__Saved entries__.
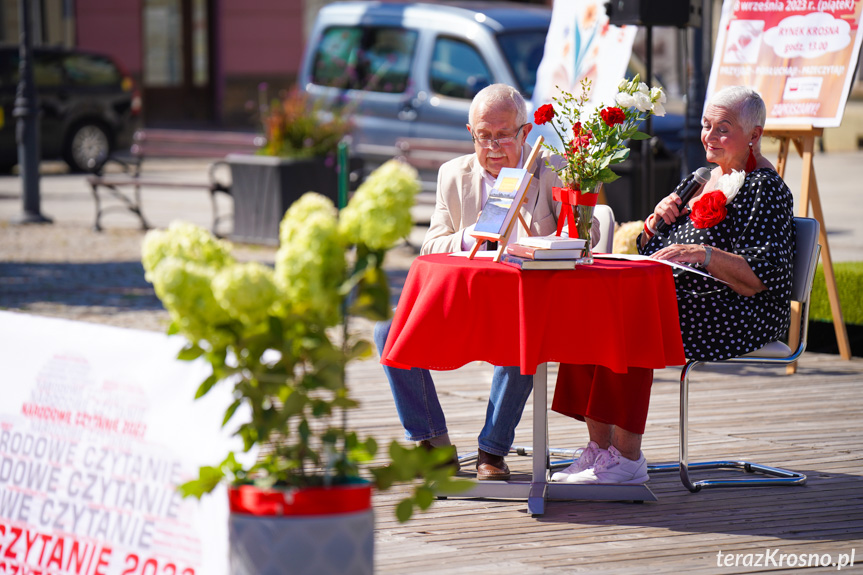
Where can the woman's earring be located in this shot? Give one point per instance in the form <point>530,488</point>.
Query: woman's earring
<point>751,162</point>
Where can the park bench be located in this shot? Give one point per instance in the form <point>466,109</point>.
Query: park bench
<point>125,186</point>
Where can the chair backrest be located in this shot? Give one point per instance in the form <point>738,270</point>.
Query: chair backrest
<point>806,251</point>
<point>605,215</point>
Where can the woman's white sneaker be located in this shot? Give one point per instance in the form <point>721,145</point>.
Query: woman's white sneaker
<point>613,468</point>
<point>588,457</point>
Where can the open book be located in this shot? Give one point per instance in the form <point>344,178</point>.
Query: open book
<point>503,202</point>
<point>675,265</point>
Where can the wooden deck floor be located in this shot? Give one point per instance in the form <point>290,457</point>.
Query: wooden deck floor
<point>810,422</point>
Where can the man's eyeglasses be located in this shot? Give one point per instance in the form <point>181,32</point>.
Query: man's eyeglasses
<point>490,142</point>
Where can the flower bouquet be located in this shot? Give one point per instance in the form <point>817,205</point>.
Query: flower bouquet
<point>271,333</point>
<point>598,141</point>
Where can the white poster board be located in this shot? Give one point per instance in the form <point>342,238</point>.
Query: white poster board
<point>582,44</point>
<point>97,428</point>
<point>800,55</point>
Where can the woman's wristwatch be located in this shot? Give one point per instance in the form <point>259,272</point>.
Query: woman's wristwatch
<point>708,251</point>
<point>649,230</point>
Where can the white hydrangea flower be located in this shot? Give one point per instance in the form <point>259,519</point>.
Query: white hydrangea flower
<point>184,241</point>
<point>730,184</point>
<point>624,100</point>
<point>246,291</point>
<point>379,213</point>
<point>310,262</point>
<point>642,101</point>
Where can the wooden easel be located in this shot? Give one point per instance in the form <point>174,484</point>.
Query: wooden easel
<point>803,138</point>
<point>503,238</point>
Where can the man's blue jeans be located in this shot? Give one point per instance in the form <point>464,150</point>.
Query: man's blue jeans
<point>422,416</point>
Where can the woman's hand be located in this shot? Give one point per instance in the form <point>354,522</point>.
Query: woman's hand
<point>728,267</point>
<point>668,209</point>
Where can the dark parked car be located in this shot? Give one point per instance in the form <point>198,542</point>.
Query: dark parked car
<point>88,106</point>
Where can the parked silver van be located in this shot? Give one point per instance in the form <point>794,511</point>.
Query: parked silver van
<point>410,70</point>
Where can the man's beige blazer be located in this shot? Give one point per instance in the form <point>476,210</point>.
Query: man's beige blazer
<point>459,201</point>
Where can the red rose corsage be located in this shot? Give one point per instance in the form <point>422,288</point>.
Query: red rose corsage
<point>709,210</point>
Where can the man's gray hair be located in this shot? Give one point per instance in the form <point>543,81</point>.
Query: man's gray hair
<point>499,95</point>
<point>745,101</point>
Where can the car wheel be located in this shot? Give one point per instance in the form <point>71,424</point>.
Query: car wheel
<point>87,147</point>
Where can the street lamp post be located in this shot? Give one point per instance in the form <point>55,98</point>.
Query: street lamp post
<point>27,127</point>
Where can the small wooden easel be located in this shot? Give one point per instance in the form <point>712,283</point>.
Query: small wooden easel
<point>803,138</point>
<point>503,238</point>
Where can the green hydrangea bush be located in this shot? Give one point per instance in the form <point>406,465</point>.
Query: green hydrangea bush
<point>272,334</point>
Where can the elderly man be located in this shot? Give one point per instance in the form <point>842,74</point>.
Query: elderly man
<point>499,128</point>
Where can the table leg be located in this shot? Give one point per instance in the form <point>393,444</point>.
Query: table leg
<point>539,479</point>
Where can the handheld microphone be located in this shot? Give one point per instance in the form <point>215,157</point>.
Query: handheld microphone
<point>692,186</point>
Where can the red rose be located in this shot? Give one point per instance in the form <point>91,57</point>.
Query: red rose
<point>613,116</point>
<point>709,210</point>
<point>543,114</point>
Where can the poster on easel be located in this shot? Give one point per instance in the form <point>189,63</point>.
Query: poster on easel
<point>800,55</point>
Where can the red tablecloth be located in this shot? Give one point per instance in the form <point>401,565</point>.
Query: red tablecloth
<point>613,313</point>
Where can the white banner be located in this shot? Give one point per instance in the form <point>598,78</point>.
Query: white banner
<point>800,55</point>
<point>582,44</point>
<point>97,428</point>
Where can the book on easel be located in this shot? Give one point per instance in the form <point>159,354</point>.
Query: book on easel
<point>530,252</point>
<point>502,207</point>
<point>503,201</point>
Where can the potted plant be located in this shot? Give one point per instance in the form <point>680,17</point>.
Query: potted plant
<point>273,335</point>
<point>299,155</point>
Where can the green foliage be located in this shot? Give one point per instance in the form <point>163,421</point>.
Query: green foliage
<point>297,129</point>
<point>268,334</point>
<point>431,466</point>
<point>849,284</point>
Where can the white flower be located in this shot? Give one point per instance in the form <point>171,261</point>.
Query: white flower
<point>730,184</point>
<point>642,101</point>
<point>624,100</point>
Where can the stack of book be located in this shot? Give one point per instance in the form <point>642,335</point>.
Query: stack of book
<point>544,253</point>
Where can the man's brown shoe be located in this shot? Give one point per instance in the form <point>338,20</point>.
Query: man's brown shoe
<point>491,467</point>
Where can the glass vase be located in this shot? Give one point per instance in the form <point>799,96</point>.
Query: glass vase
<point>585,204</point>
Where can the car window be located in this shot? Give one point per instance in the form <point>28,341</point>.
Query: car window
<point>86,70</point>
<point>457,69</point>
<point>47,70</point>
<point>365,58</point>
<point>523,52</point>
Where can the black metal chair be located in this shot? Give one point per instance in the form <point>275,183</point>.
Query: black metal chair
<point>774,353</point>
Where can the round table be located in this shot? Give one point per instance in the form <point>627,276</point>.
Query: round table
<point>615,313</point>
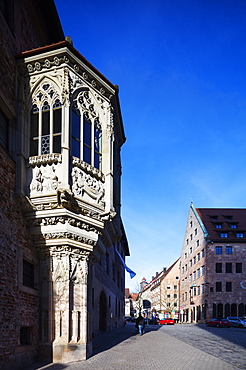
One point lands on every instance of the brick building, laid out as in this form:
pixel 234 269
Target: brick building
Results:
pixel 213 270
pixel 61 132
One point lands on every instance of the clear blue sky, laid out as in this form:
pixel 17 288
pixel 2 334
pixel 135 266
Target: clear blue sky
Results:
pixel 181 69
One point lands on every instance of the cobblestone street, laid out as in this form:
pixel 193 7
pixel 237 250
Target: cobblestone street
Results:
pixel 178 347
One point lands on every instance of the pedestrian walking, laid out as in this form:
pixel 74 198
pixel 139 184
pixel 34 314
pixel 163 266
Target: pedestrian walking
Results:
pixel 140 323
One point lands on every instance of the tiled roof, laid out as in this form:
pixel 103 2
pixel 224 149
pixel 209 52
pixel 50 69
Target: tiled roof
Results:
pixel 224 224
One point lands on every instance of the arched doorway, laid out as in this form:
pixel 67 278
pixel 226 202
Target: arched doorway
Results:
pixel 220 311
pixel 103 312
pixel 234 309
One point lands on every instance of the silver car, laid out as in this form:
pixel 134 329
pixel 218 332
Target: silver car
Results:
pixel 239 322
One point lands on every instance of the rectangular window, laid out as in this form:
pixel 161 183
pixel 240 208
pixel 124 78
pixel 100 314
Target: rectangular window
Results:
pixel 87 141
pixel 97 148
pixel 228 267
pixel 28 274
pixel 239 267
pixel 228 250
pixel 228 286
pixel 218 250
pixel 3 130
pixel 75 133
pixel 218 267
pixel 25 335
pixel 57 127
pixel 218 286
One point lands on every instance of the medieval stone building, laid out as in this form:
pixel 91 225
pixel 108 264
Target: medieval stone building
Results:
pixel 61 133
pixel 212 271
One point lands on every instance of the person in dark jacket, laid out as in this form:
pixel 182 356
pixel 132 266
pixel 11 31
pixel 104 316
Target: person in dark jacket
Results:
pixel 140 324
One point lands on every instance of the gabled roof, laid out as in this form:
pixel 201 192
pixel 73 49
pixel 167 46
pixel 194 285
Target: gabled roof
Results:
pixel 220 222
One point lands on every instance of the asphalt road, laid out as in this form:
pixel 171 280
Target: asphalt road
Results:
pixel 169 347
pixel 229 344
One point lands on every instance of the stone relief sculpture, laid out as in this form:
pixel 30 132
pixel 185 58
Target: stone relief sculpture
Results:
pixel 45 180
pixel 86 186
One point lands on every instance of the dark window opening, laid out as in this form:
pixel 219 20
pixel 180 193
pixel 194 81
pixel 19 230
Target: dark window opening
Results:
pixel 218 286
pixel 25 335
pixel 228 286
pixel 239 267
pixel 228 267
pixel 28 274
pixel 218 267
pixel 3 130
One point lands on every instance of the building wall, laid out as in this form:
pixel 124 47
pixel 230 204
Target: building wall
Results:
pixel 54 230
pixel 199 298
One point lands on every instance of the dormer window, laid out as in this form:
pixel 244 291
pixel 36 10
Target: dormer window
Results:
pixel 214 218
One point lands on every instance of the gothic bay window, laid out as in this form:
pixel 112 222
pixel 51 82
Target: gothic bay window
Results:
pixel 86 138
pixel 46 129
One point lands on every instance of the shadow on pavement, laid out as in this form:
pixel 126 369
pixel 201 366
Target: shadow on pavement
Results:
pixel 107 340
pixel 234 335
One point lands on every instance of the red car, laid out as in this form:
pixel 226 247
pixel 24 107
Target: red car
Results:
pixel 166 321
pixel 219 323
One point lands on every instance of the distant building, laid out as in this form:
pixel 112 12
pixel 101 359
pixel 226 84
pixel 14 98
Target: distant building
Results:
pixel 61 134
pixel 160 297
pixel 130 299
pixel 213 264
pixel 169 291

__PROBLEM TO WORK ON__. If a line in the entries holds the string "doorway", it belongs in the tally; state the tally alone.

__YOUR RESPONSE__. 2